[TASK OBJECTIVE]
The records that follow are to be given again exactly, with their pictures omitted.

[DATA SHOWN]
--- START ---
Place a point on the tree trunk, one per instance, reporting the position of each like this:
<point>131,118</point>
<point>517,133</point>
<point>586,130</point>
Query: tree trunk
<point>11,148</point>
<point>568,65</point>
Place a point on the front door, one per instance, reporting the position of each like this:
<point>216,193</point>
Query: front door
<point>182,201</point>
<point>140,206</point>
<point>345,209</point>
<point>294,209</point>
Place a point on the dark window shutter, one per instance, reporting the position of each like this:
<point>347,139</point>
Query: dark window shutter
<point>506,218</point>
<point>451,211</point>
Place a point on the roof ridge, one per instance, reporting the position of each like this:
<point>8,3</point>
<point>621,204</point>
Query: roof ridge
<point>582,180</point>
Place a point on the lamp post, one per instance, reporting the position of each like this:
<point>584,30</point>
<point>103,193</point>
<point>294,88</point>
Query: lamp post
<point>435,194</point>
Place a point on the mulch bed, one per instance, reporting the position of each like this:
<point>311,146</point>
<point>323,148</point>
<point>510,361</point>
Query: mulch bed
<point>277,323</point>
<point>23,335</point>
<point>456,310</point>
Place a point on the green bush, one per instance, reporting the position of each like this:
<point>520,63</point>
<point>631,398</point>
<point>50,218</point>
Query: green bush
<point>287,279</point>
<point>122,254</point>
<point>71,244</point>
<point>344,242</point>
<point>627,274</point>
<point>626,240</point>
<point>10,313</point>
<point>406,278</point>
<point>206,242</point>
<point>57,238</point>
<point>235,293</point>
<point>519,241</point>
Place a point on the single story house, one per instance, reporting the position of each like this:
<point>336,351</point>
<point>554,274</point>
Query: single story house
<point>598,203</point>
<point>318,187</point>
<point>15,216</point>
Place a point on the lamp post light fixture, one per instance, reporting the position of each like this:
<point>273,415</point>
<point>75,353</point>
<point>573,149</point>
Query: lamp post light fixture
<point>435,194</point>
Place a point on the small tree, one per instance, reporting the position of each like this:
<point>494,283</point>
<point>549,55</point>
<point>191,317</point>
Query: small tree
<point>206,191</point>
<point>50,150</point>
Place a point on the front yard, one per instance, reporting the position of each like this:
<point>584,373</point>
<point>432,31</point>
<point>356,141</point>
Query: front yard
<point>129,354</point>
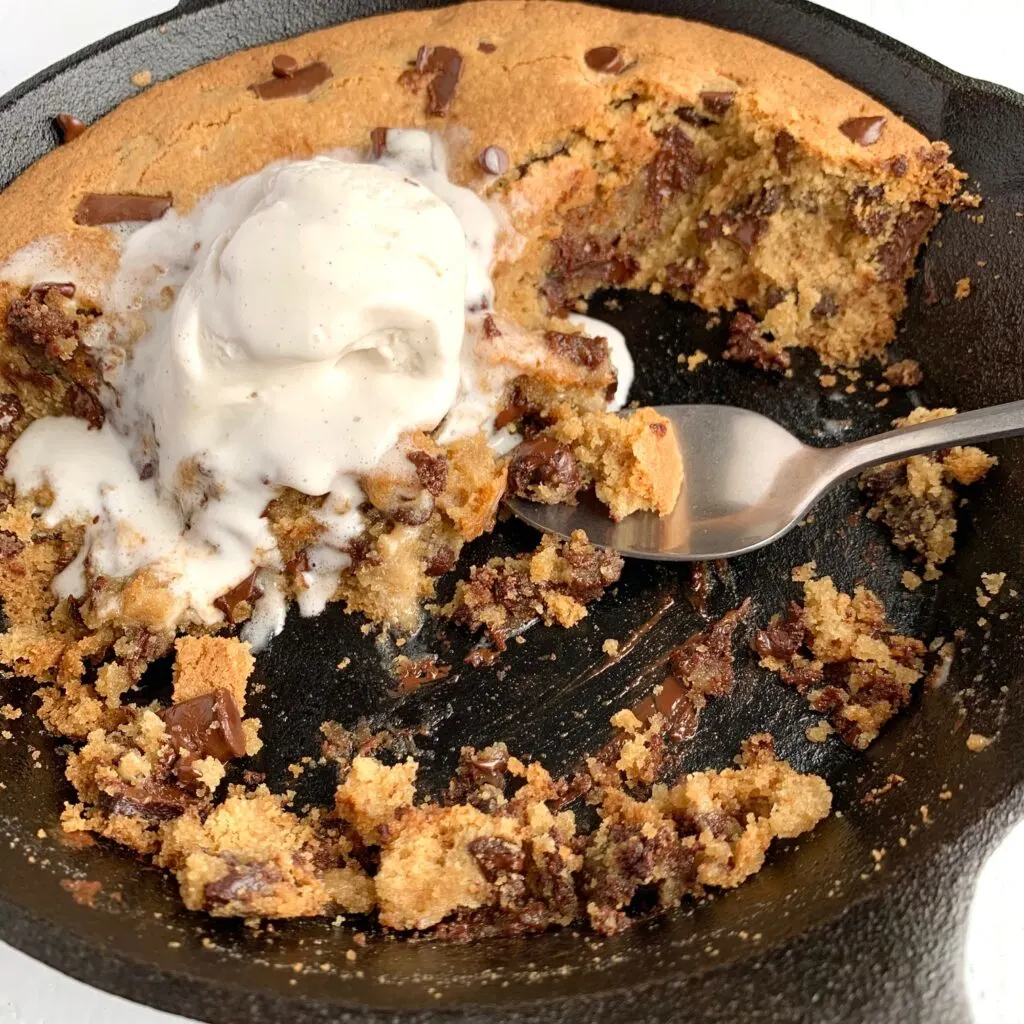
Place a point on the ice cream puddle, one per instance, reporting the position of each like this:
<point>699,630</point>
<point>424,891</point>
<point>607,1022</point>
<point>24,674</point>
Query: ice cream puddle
<point>318,310</point>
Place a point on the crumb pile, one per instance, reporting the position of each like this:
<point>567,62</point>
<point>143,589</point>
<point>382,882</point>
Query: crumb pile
<point>667,156</point>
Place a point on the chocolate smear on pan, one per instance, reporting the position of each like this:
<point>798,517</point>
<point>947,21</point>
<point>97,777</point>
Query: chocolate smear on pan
<point>95,209</point>
<point>300,82</point>
<point>863,131</point>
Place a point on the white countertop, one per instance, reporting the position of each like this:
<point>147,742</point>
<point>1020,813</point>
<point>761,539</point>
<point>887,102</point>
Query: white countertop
<point>981,39</point>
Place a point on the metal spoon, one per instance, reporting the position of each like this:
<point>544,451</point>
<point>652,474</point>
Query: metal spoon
<point>748,480</point>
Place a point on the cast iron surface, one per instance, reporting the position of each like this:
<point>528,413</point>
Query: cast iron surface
<point>837,940</point>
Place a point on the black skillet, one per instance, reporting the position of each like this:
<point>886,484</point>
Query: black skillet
<point>819,934</point>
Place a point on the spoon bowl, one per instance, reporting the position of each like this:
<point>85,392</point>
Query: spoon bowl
<point>747,480</point>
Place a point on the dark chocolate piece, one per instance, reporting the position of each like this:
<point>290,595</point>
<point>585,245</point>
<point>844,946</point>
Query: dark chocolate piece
<point>863,131</point>
<point>605,59</point>
<point>102,208</point>
<point>70,127</point>
<point>207,726</point>
<point>300,83</point>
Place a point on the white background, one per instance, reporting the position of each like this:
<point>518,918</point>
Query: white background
<point>983,39</point>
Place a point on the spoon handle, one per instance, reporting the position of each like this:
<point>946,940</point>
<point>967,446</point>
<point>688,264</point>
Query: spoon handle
<point>978,425</point>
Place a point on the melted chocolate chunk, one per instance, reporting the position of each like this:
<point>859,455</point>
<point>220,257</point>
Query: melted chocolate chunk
<point>151,800</point>
<point>301,82</point>
<point>705,660</point>
<point>11,411</point>
<point>495,160</point>
<point>65,288</point>
<point>237,603</point>
<point>239,887</point>
<point>685,275</point>
<point>785,145</point>
<point>82,403</point>
<point>414,673</point>
<point>867,211</point>
<point>378,142</point>
<point>431,469</point>
<point>605,59</point>
<point>95,209</point>
<point>579,348</point>
<point>544,463</point>
<point>863,131</point>
<point>906,373</point>
<point>207,726</point>
<point>782,638</point>
<point>896,255</point>
<point>284,67</point>
<point>675,168</point>
<point>825,306</point>
<point>444,66</point>
<point>497,857</point>
<point>748,344</point>
<point>717,102</point>
<point>70,127</point>
<point>441,561</point>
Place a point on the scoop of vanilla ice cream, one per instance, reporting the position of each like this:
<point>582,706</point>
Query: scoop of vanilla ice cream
<point>323,317</point>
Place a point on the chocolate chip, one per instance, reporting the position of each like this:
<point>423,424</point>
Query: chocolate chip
<point>578,348</point>
<point>207,726</point>
<point>717,102</point>
<point>9,545</point>
<point>543,469</point>
<point>284,66</point>
<point>495,160</point>
<point>300,83</point>
<point>431,469</point>
<point>65,288</point>
<point>896,255</point>
<point>497,857</point>
<point>102,208</point>
<point>784,147</point>
<point>11,411</point>
<point>748,344</point>
<point>605,59</point>
<point>150,801</point>
<point>863,131</point>
<point>82,403</point>
<point>825,306</point>
<point>242,886</point>
<point>685,275</point>
<point>378,142</point>
<point>897,166</point>
<point>441,561</point>
<point>444,64</point>
<point>70,127</point>
<point>905,373</point>
<point>491,329</point>
<point>674,169</point>
<point>244,593</point>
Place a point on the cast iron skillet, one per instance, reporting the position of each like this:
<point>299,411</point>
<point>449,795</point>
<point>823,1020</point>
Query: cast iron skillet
<point>819,932</point>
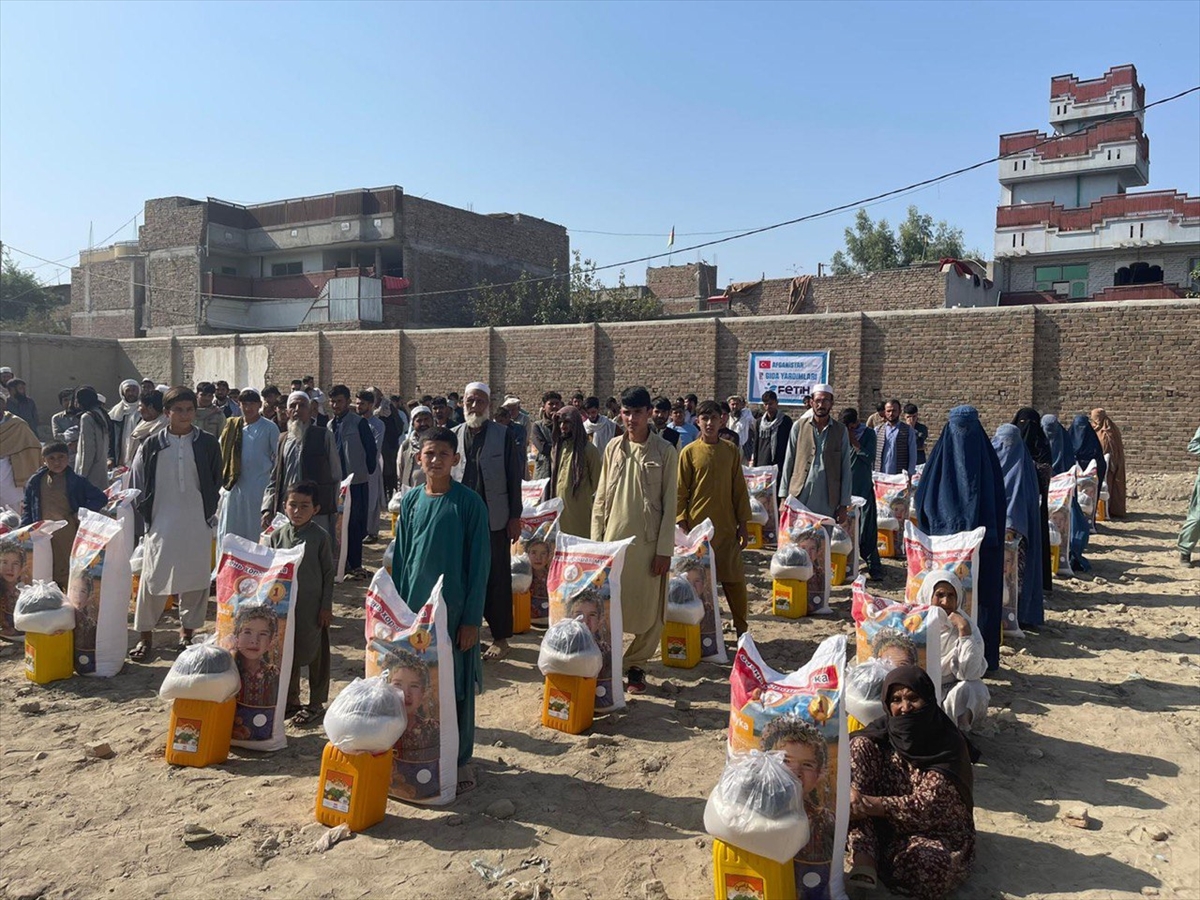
--- END ---
[RESPONSE]
Place a point on the tree trunk, one per instance, reporting the position of each like this:
<point>131,118</point>
<point>517,133</point>
<point>586,130</point>
Query: tree trunk
<point>11,148</point>
<point>568,65</point>
Place a point on the front door, one per instance, reporting the position of each like this:
<point>216,193</point>
Query: front door
<point>182,201</point>
<point>140,206</point>
<point>345,209</point>
<point>294,209</point>
Place a point on the dark window shutter, one per instance, reporting the position of each like this:
<point>347,139</point>
Query: dark window shutter
<point>506,218</point>
<point>451,211</point>
Place a point on the roof ridge, one per instance, reporting the position of each like this:
<point>8,3</point>
<point>621,204</point>
Query: roof ridge
<point>582,180</point>
Place a point on the lamp post, one per instance, reporting the position of each like this:
<point>584,30</point>
<point>103,193</point>
<point>294,88</point>
Query: lamp post
<point>435,194</point>
Place a point on the mulch bed, one per instance, reporting the position of each like this:
<point>311,146</point>
<point>323,148</point>
<point>510,361</point>
Query: mulch bed
<point>277,323</point>
<point>23,335</point>
<point>456,310</point>
Place a point on the green bush, one per instance, reporting the position of each like this:
<point>520,63</point>
<point>631,398</point>
<point>50,218</point>
Query: green bush
<point>287,279</point>
<point>122,254</point>
<point>71,244</point>
<point>344,242</point>
<point>627,274</point>
<point>626,240</point>
<point>10,313</point>
<point>406,278</point>
<point>206,242</point>
<point>57,238</point>
<point>235,293</point>
<point>519,241</point>
Place a point on the single story house, one per instance, reporting the position of each like this:
<point>336,351</point>
<point>554,274</point>
Query: single story house
<point>598,203</point>
<point>318,187</point>
<point>15,216</point>
Place a point on the lamp post light fixture, one per instance, reporting the position of each like this:
<point>273,415</point>
<point>75,353</point>
<point>573,149</point>
Query: lamp post light fixture
<point>435,194</point>
Place a point on the small tree, one per instance, reporting the position of each like this:
<point>494,283</point>
<point>549,55</point>
<point>191,317</point>
Query: small tree
<point>206,191</point>
<point>50,150</point>
Place a point on the front yard, one per instance, reporting the position of each like this:
<point>584,373</point>
<point>432,31</point>
<point>356,141</point>
Query: front yard
<point>129,354</point>
Place a point on the ice cream puddle, one per instance, reporting the position of each like this:
<point>699,630</point>
<point>424,891</point>
<point>607,1022</point>
<point>24,674</point>
Query: ice cream puddle
<point>318,310</point>
Place a point on the crumb pile, one per instance, reporting the position of each like this:
<point>567,62</point>
<point>143,589</point>
<point>382,882</point>
Query: crumb pile
<point>667,156</point>
Place a point on the chocolate smear on pan, one per instance, reporting the position of each like this:
<point>798,517</point>
<point>947,21</point>
<point>97,777</point>
Query: chocolate smear on pan
<point>95,209</point>
<point>300,82</point>
<point>863,131</point>
Place a point on the white countertop, one per instance, reporting the position of each like this:
<point>147,742</point>
<point>1020,813</point>
<point>761,539</point>
<point>887,102</point>
Query: white countertop
<point>981,39</point>
Place a point on the metal spoon, one per instance, reporting the position of each like this:
<point>544,451</point>
<point>652,474</point>
Query: metal spoon
<point>748,480</point>
Place a point on the cast iron surface, one per instance, reporting the position of each like this:
<point>528,413</point>
Query: cast iron surface
<point>837,940</point>
Place a point on the black skillet, one per instance, reporting the position of each like this:
<point>886,484</point>
Query: black skillet
<point>819,934</point>
Place a point on the spoon bowl, one per instance, reporting the position of each like this:
<point>85,392</point>
Query: spoon bowl
<point>747,480</point>
Place a point on the dark chocolate piece, one per instance, reporting the position of each like this:
<point>290,595</point>
<point>585,245</point>
<point>844,946</point>
Query: dark chocolate piece
<point>863,131</point>
<point>605,59</point>
<point>102,208</point>
<point>70,127</point>
<point>207,726</point>
<point>300,83</point>
Place a point on the white background, one per instance, reporting the position of each like this:
<point>518,918</point>
Query: white background
<point>983,39</point>
Place a point on the spoon handle, one per instance, reporting the position of each like this:
<point>946,940</point>
<point>967,446</point>
<point>688,264</point>
Query: spoon handle
<point>978,425</point>
Place a point on the melted chocolate chunk, one per instance, reporting the position of each like this:
<point>859,455</point>
<point>220,257</point>
Query: melted chocolate chunk
<point>151,800</point>
<point>301,82</point>
<point>705,660</point>
<point>11,411</point>
<point>495,160</point>
<point>65,288</point>
<point>237,603</point>
<point>239,887</point>
<point>685,275</point>
<point>785,145</point>
<point>82,403</point>
<point>414,673</point>
<point>867,211</point>
<point>378,142</point>
<point>431,469</point>
<point>605,59</point>
<point>95,209</point>
<point>579,348</point>
<point>544,463</point>
<point>863,131</point>
<point>906,373</point>
<point>207,726</point>
<point>782,638</point>
<point>896,255</point>
<point>284,67</point>
<point>675,168</point>
<point>825,306</point>
<point>444,66</point>
<point>497,857</point>
<point>748,344</point>
<point>717,102</point>
<point>70,127</point>
<point>441,561</point>
Place a point on the scoop of vanilla ice cream, one per instance, reporting the position of each like this:
<point>582,706</point>
Query: scoop of vanilla ice cream
<point>323,317</point>
Place a point on the chocolate chip, one per instance, reporting the position of each like this:
<point>423,424</point>
Query: chocolate chip
<point>578,348</point>
<point>207,726</point>
<point>717,102</point>
<point>9,545</point>
<point>543,469</point>
<point>284,66</point>
<point>495,160</point>
<point>300,83</point>
<point>431,469</point>
<point>65,288</point>
<point>896,255</point>
<point>497,857</point>
<point>102,208</point>
<point>784,147</point>
<point>11,411</point>
<point>748,344</point>
<point>605,59</point>
<point>150,801</point>
<point>863,131</point>
<point>82,403</point>
<point>825,306</point>
<point>242,886</point>
<point>685,275</point>
<point>378,142</point>
<point>897,166</point>
<point>441,561</point>
<point>444,64</point>
<point>70,127</point>
<point>905,373</point>
<point>491,329</point>
<point>674,169</point>
<point>244,593</point>
Place a point on the cast iron skillet, one per instance, reporting the position of each like this:
<point>299,411</point>
<point>449,795</point>
<point>823,1020</point>
Query: cast iron skillet
<point>819,932</point>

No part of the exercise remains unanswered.